# [WORK TASK]
In the entries below, the lines from the one with "Query: beige wall" through the one with "Query: white vertical blind slat" are to be copied exactly; both ends count.

*** Opening of PROVIDED MATERIAL ***

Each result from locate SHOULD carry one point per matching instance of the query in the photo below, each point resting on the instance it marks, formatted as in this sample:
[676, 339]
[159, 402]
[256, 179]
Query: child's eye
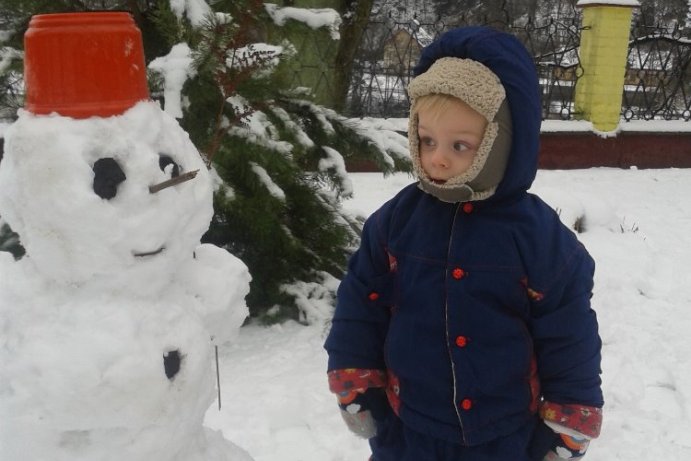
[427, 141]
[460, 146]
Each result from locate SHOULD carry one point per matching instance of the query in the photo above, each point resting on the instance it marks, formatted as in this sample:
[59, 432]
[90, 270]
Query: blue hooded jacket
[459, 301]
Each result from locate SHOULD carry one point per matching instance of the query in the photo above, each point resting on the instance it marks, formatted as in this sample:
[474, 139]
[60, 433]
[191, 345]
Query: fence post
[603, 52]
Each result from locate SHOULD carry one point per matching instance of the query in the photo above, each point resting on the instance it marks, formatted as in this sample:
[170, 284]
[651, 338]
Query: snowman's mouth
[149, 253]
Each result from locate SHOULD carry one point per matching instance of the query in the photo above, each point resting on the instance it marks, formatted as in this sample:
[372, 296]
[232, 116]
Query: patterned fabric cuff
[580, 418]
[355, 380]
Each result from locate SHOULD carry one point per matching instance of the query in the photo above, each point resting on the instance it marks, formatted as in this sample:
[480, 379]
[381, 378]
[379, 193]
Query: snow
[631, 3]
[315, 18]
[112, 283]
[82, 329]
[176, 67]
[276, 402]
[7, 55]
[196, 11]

*** Close of PROVIDED MATERIAL ***
*** Opening of PROVIDED MATERIAL ***

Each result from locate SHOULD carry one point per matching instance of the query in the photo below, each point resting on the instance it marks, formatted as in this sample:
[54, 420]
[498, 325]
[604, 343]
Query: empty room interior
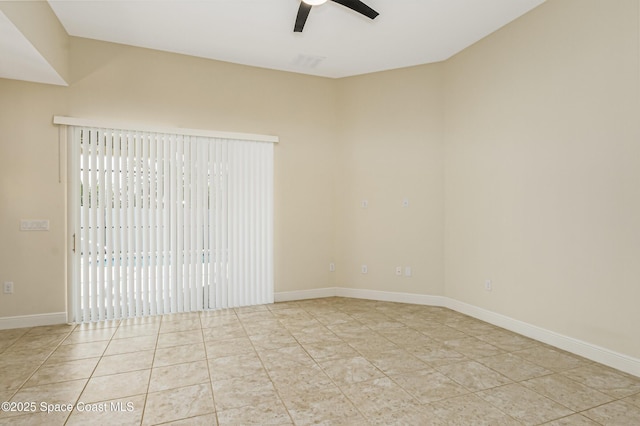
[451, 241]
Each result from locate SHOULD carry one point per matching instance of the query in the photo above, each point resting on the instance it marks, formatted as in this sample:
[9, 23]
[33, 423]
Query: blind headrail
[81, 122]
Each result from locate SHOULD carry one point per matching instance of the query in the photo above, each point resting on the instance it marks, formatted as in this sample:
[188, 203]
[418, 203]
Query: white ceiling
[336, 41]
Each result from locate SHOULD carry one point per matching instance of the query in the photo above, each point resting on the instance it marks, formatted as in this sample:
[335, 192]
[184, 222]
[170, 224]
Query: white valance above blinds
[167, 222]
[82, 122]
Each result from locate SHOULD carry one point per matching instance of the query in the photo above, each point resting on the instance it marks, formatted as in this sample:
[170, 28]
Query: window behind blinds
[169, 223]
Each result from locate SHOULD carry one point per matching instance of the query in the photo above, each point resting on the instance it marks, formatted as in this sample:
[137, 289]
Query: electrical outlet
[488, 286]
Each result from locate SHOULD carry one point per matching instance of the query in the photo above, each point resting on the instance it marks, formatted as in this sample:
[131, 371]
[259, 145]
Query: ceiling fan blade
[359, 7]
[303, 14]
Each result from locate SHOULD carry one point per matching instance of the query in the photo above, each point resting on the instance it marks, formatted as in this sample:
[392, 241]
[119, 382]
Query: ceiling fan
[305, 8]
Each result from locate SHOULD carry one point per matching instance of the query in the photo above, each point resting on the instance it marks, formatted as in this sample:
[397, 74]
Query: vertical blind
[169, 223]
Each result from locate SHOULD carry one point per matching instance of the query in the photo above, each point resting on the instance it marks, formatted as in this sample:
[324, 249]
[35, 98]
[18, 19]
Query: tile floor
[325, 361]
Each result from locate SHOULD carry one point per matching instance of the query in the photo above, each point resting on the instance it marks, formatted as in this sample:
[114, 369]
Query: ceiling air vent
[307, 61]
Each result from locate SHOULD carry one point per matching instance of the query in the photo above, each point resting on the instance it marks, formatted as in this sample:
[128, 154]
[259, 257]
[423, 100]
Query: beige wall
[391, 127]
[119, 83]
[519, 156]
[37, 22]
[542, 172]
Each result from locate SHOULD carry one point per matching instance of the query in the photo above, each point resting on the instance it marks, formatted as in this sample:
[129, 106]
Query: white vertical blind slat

*** Close of PROVIDED MATERIAL ***
*** Opening of PROVIDED MATERIAL ***

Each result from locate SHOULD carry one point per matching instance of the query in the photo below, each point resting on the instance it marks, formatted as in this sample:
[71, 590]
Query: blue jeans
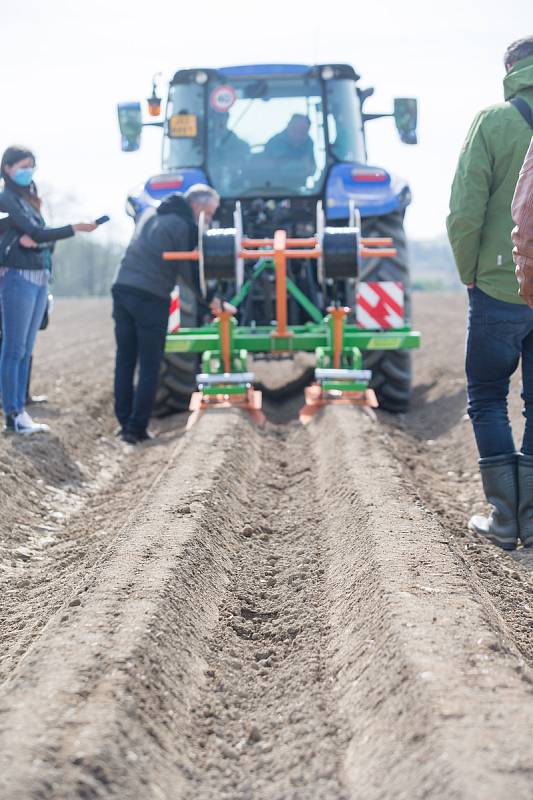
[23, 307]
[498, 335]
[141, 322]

*** Close of PROVIDED MATERIAL ***

# [SOLVED EXERCISE]
Query: beige wall
[391, 127]
[119, 83]
[519, 156]
[37, 22]
[542, 172]
Each result from locate SHOULD carry one point per matching instance of the query in the photo above, each point resting on the instance it marks, formatted as in this sample:
[129, 106]
Query: white vertical blind slat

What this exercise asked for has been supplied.